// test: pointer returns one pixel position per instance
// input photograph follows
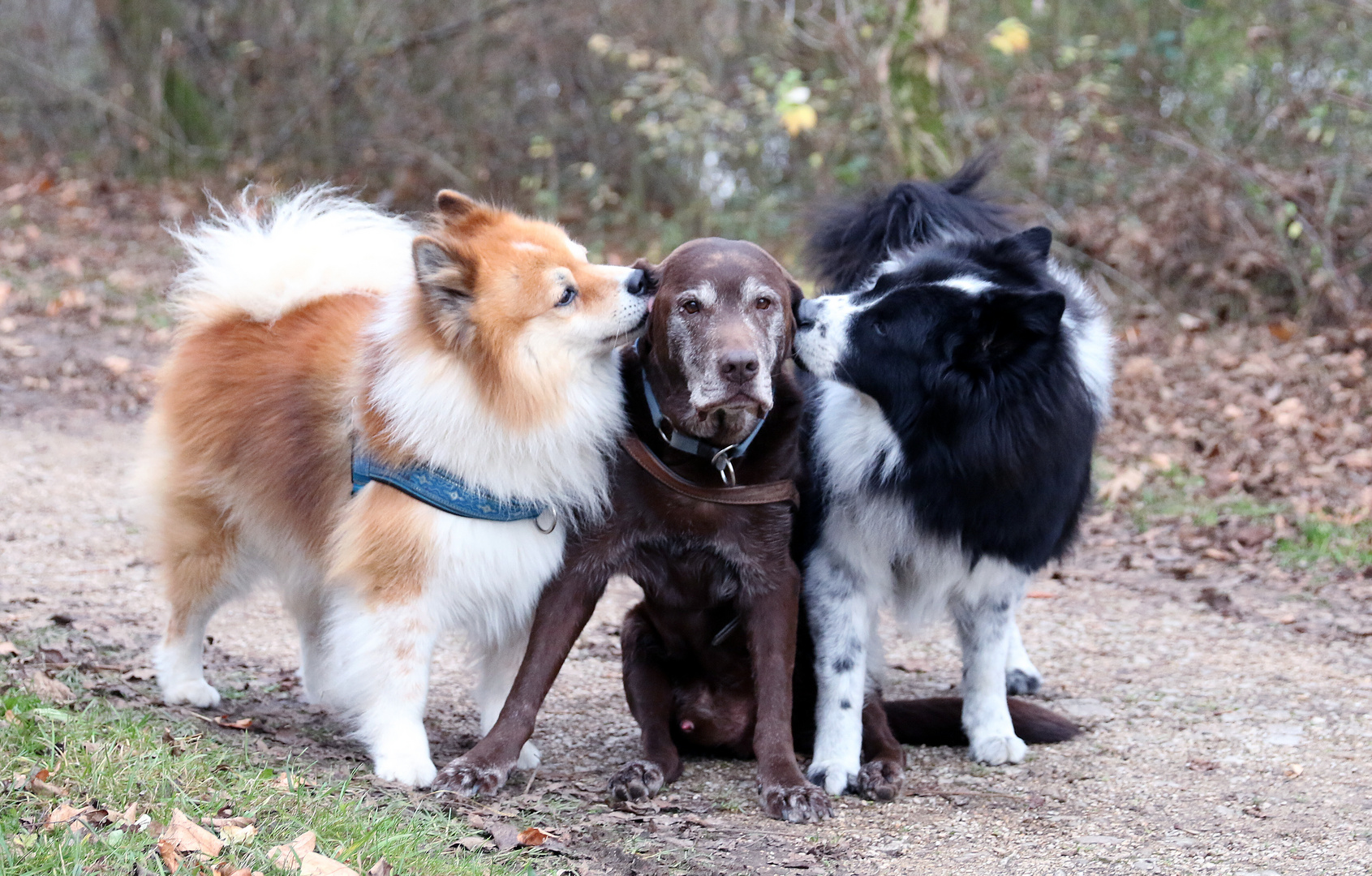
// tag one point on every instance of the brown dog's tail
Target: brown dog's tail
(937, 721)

* **Problem requirements**:
Please give these lines again with "brown" swapped for "black" everywhere and everything else unchanged, leaving out the pictures.

* **Exercise output**:
// test: pointer returns one pixel position per instance
// input photograph follows
// tag one point on every instance of the black dog's tail
Target: black dog's tail
(937, 721)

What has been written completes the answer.